(Dataset excerpts on object pointing)
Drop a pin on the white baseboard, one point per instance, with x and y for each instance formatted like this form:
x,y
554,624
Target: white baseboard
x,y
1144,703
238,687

| What is needed |
Write out all of the lines above again, requests included, and add -50 to each coordinate value in the answers.

| Solution to this problem |
Drop a pin on the white baseboard, one point per instance, with x and y for each instance formatted like this form:
x,y
554,624
Target: white baseboard
x,y
1094,653
188,637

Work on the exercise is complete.